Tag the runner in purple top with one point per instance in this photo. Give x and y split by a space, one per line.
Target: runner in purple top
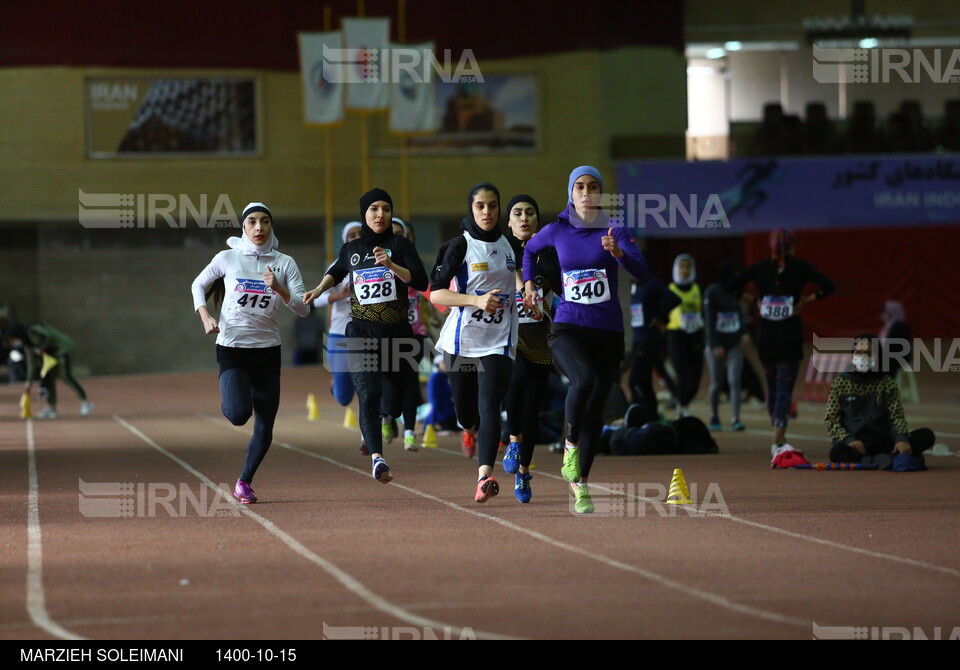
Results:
587 336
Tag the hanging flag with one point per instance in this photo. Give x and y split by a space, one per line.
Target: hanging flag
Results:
364 62
413 89
322 90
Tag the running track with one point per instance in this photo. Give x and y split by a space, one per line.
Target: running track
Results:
330 552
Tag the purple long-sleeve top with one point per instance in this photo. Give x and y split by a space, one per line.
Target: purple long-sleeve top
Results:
580 248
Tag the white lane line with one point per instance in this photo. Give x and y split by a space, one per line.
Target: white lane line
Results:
36 598
348 581
666 582
762 526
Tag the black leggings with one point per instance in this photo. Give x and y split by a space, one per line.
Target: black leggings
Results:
378 357
590 359
921 439
412 393
243 394
686 356
645 357
49 382
528 386
479 386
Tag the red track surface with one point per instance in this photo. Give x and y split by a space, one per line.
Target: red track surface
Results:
772 554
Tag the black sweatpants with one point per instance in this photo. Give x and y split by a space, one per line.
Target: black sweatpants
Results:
920 440
479 386
590 359
686 356
528 387
250 386
379 357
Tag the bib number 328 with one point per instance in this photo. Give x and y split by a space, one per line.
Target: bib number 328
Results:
374 285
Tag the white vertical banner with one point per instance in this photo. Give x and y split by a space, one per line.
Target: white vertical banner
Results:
365 44
412 88
322 90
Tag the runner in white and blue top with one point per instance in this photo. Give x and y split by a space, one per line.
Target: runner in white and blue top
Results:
251 280
476 275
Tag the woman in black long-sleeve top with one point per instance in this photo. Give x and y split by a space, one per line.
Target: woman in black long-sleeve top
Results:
780 281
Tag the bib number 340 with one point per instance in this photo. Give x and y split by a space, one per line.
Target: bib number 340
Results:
586 287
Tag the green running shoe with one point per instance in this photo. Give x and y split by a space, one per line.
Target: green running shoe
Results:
571 465
583 504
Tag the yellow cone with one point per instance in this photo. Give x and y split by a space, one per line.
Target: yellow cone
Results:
350 419
679 493
49 362
429 438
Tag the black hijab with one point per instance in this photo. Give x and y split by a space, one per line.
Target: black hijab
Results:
366 233
470 225
516 244
874 373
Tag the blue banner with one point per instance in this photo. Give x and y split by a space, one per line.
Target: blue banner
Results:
752 195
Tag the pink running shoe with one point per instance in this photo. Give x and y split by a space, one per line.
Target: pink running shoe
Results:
244 493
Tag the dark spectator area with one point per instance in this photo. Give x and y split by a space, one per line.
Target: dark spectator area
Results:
908 129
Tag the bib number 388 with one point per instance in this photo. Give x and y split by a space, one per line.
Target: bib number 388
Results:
776 307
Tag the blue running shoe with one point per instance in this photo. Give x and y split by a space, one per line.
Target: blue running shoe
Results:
522 488
511 460
381 471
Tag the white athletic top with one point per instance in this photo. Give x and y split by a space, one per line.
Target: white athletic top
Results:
248 316
469 331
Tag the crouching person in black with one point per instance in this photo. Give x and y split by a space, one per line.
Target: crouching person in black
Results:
865 416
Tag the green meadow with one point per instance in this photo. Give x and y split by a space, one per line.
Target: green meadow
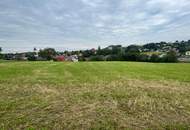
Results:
94 95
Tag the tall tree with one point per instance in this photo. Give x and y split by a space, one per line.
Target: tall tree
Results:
47 53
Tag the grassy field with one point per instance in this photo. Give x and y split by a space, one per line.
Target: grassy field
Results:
94 95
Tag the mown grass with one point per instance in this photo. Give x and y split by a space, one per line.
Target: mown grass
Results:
94 95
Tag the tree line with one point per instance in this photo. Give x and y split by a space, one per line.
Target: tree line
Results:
151 52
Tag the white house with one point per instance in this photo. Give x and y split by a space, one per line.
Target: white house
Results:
187 53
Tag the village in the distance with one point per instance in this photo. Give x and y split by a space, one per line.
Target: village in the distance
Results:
178 51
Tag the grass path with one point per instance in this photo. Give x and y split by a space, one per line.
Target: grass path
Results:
94 95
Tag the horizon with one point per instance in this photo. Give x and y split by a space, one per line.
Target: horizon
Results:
85 24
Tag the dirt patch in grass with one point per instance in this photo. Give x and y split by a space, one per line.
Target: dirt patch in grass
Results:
121 104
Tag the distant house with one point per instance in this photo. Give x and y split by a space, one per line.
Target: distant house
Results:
72 58
187 53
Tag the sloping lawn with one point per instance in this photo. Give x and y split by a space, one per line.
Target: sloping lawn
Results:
94 95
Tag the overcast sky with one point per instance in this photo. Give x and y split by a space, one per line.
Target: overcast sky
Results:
81 24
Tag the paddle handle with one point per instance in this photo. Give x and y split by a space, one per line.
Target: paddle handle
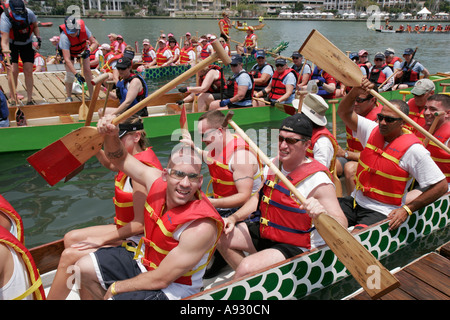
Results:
218 54
409 120
264 158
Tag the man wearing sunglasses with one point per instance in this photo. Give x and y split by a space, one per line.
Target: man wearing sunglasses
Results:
285 227
181 231
17 26
368 107
391 158
73 44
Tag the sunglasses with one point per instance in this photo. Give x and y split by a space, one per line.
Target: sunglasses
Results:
290 140
361 100
180 175
387 119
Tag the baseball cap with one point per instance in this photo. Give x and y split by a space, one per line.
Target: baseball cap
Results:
260 53
380 55
129 127
423 86
389 51
72 25
17 6
236 59
123 63
298 123
280 61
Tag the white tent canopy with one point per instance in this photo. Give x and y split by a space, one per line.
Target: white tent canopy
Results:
424 11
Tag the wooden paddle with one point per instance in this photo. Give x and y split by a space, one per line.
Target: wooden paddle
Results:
83 111
58 159
20 116
98 84
349 251
288 109
328 57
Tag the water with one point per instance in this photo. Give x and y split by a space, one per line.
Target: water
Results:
50 212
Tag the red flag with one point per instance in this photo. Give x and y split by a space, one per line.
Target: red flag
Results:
183 119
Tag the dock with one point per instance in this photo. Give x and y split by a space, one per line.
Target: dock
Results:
427 278
48 87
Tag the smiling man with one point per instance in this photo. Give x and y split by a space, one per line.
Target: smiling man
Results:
285 227
181 231
390 159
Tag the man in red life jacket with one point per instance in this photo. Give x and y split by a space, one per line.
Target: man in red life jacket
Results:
181 231
17 26
366 106
18 272
285 227
212 86
387 164
439 103
73 44
422 90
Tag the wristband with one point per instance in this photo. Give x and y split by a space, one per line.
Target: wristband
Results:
407 209
113 288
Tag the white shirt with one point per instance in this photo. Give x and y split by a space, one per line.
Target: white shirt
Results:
416 161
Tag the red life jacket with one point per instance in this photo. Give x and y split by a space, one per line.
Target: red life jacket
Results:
219 168
317 133
232 86
353 143
78 43
20 30
146 57
160 226
160 58
394 60
123 200
281 219
92 58
378 174
278 87
205 53
440 156
377 75
215 86
8 209
7 239
184 55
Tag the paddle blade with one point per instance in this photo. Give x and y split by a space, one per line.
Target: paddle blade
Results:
328 57
364 267
65 155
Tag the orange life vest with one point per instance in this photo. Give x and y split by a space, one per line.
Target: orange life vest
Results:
160 226
6 238
184 55
379 175
8 209
317 133
123 200
440 156
219 168
77 44
281 219
160 58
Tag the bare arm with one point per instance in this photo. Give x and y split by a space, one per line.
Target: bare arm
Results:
194 242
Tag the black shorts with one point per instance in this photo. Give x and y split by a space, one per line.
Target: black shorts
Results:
26 53
358 216
117 263
260 244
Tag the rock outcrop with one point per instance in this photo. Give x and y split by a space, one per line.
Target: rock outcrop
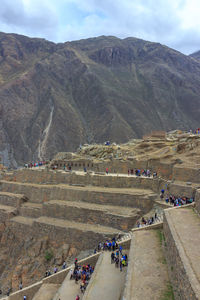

**Task details:** Print the material in full and exactly, minus the pictures.

**Result:**
Tag the runner in purple top with one point per instance in this photo. Give x and y split by a space, one per line.
Target: runner in purple top
Results:
587 336
Tag the hanging flag with one point per instance in this photo. Give x and y split by a space, one per line.
Target: hanging flag
Results:
364 62
413 89
322 90
Tag the running track with one point per instance in this photo. Give x and y split by a space, one per line.
Target: running track
Results:
330 552
Tag the purple long-sleeve top with one point per instance in this photo. Give x and y split by a space, one per line.
Target: purple long-sleeve top
Results:
580 248
Tag the white lane line with one point per instance in this photo. Give x and y split by a space, one per line.
Target: white lane line
Results:
36 598
348 581
666 582
762 526
Tag the black leggings with one point per instance in this photo. Give x and y split by a space, one per line.
Target: black leggings
Results:
378 357
590 359
921 439
412 393
243 394
686 356
645 357
49 382
528 386
479 386
Tag the red track surface with one point per instance in this photo. Give x and y split by a space, one per line.
Target: red track surface
Results:
772 554
Tag the black sweatpants with one point per instance in this photo. Give x and y split by a space, one per line.
Target: black sweatpants
Results:
920 440
479 386
590 359
686 356
528 387
250 386
379 357
Tag the bib number 328 with one point per instance in this photo. Give x and y split by a space, one per line.
Target: bib number 328
Results:
374 285
Tag the white vertical banner with one point per instance in this photo. Give x and y split by a space, one per line.
Target: white vertical banner
Results:
365 44
412 88
322 90
Tag the runner in white and blue top with one point per instance in this photo. Give x and y split by a space, one per line.
Target: runner in white and blue top
Results:
251 280
476 275
Tag the woman in black long-sleeve top with one point per instance in this photo. Give x and y split by a space, one per line.
Target: woman in black long-sleeve top
Results:
780 281
Tag the bib number 340 with one point per instance in this photo. Give x and y split by a space, one per line.
Target: bib number 340
Results:
586 287
Tag the green running shoe with one point per instance in this photo. Give x and y split by a space, one per line.
Target: green running shoe
Results:
571 465
583 504
Tag the yellow cone with one point per instance in this photo. Give x and y split by a space, one per line.
Target: yellow cone
Results:
350 419
679 493
49 362
429 438
Tag the black hijab with one point per instance in this photo. Give x and y split by a space, one per line.
Target: black hijab
Results:
366 233
470 225
516 244
874 373
Tag the blue banner with one point per instance in this photo. Give x and y split by a space, one per line.
Target: blue banner
Results:
752 195
Tag the pink running shoe with one point per instance in this photo. Give x and y split by a space, one per line.
Target: pink running shoe
Results:
244 493
Tag the dark spectator area with one point per instance in this photo. Give x and y split by a space, one per line.
Target: dark spectator area
Results:
908 129
Tag the bib number 388 with one point per instance in this photo. Give x and y split by a space, one per line.
Target: bib number 388
Results:
776 307
Tag the blue running shoe with one point per instance in this photo. Give x and y split by a space, one per line.
Target: blue running shoe
Results:
522 488
511 460
381 471
Tag the white athletic top with one point per instance in this photo. Give x and y split by a space, one per line.
Target: white athletic top
Results:
248 316
469 331
Tag the crouching person in black with one point per instance in this photo. Give x and y split by a space, one per line.
Target: crouching person in black
Results:
865 416
Tag the green meadow with one point per instance in this photo. Give x and y split by a space, one per line.
Target: green meadow
Results:
94 95
Tag the tall tree with one point per instance in this photo. Give x and y split by a space, one per line.
Target: tall tree
Results:
47 53
Tag the grassy field with one point per instance in this photo. Give x and y split by a space, one per line.
Target: grassy field
Results:
94 95
Tag the mown grass with one point per instance in this photo. Give x and y split by a space, one per line.
Target: mown grass
Results:
94 95
Tag the tree line with one point per instance in this photo. Give x and y split by a space, one per line.
Target: tree line
Results:
151 52
Tag the white house with one point per instance in this photo. Give x and y split by a space, one per line.
Target: white house
Results:
187 53
Tag the village in the distance with one point per instance in this photo. Give x and y split by a space, one per line.
Target: village in the distance
Results:
178 51
Tag the grass path with one point per instance in this photo. Give x and y split by a space, one per line.
Target: grass path
Results:
94 95
Tag the horizon with one point per instance in this photo. Give x and y split by a space, one per line.
Target: horizon
Results:
85 24
Tag the dirt patch in grass with one point per instance in this photo. Give x and y split by a space, one per line.
Target: dirt patch in grass
Results:
121 104
Tag the distant house with one point per instance in this photo. Give x and y split by a space, one per line.
Target: distant house
Results:
72 58
187 53
Tag the sloping lawn with one point per instance in this photo. Give x and y split by a space, one per line.
Target: sloping lawn
Results:
94 95
Tag the overcast sky with one point per instance in this photo. Give x and y split by a space, one per line.
Target: overcast sky
Results:
81 24
Tag the paddle handle with one point per instance in this photo. Give x and y split by a space, one per line.
Target: paddle handle
Results:
218 54
409 120
264 158
Tag the man wearing sunglasses with one point per instance in this photo. Give x and y split by a space, one per line.
Target: man wearing sunglasses
Results:
285 227
181 231
17 26
368 107
391 158
73 44
Tag the sunglasses with one point per instance in this photo. Give x and y split by a space, one per line.
Target: sunglasses
Results:
290 140
361 100
180 175
387 119
Tag the baseball cap with one point per instance in this photo. Give x and y split by a space, one per line.
Target: baseball cap
Results:
260 53
380 55
129 127
423 86
389 51
72 25
17 6
236 59
123 63
298 123
280 61
Tag the white tent canopy with one point per instance in this photo. Give x and y split by a space, one per line.
Target: white tent canopy
Results:
424 11
Tag the wooden paddle with one point per instance in this photo. Give x and y split by a space, one per line.
Target: wooden paddle
Results:
83 111
58 159
20 116
98 84
349 251
288 109
328 57
Tag the water with one point per instance in this photo. Give x and y split by a space, one per line.
Target: water
Results:
50 212
Tag the red flag with one point per instance in this photo. Give x and y split by a space, one per line.
Target: red flag
Results:
183 119
Tag the dock with one point per instance in this photo. Give x and y split by a space, one per line.
Target: dock
Results:
427 278
48 87
Tag the smiling man with one point per instance in this photo. Give x and y split by a space, one per line.
Target: smiling man
Results:
285 227
181 231
390 159
Tag the man in red life jacket with one point per instance in this photo. Give x and y split by a space, one per line.
Target: man in red life jacket
Results:
181 231
17 26
366 106
18 272
285 227
212 86
387 164
439 103
73 44
422 90
Tag the wristband with one point per instance in this photo. Give x and y split by a space, one per line.
Target: wristband
Results:
407 209
113 288
Tag the white shirt with one point per instance in this photo. Give x and y split by a space, one per line.
Target: white shirt
Results:
416 161
Tag the red life jacket with one point per instance in this photo. Give x and y split by a space, one per line.
Target: red life jacket
Results:
219 168
317 133
232 86
353 143
78 43
20 30
146 57
160 226
160 58
394 60
123 200
281 219
92 58
378 174
278 87
205 53
440 156
377 75
215 86
8 209
7 239
184 55
Tag the paddle blade with one point per instance in this photo. Give x and y split by a space, one per line.
Target: paddle blade
Results:
328 57
364 267
65 155
Tag the orange life vest with one point per instance in this photo. Give x and y split by a space, one per line.
Target: orange life vest
Results:
160 226
6 238
184 55
379 175
8 209
317 133
123 200
440 156
219 168
77 44
281 219
160 58
Tag the bare arm with one point per instance in this photo. Give x and y split by a space, one per line.
Target: bare arm
Results:
194 242
Tag the black shorts with one point per instance in this photo. Give x and y split by a space, one per line.
Target: black shorts
Results:
26 53
358 216
117 263
260 244
Tag the rock outcrop with one point per instance in this photo. Give x and y split by a space, one per line.
Target: rock outcrop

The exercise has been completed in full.